Written instruction: Can you update the material below by swapping each "bridge" for "viaduct", keeping everything else the same and omitting the picture from your answer?

(Source records)
+ + + + +
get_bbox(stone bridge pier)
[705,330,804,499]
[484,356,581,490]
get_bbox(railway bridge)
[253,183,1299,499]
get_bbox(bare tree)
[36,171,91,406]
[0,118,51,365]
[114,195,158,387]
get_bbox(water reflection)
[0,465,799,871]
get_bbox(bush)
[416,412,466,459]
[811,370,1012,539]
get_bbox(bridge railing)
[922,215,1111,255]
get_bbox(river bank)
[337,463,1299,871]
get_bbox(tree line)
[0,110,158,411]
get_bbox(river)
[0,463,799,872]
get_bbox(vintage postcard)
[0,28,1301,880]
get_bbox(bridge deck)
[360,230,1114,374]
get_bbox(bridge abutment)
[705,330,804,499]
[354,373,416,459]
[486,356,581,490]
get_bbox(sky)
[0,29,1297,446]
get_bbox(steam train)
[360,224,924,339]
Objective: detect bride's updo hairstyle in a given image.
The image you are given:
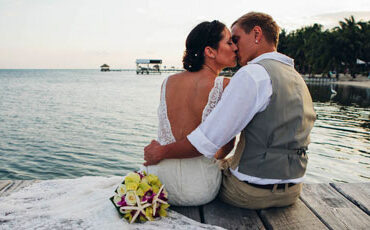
+ + + + +
Written answer:
get_bbox(stone viaduct pier)
[705,330,804,499]
[484,356,581,490]
get_bbox(railway viaduct)
[253,183,1299,499]
get_bbox(bare tree)
[36,171,91,406]
[0,118,51,365]
[114,195,158,387]
get_bbox(water reflection)
[0,465,799,871]
get_bbox(bush)
[416,412,466,459]
[811,370,1012,539]
get_bbox(viaduct railing)
[922,215,1111,255]
get_bbox(river bank)
[337,463,1299,871]
get_bbox(tree line)
[0,110,158,411]
get_bbox(river)
[0,463,799,872]
get_bbox(vintage postcard)
[0,28,1301,880]
get_bbox(viaduct deck)
[360,230,1114,374]
get_bbox(viaduct abutment)
[705,330,804,499]
[354,373,416,459]
[486,356,581,490]
get_bbox(sky)
[0,29,1297,446]
get_bbox(steam train)
[360,224,924,339]
Objective: detect bride's updo hairstyle in a given image.
The image you are given:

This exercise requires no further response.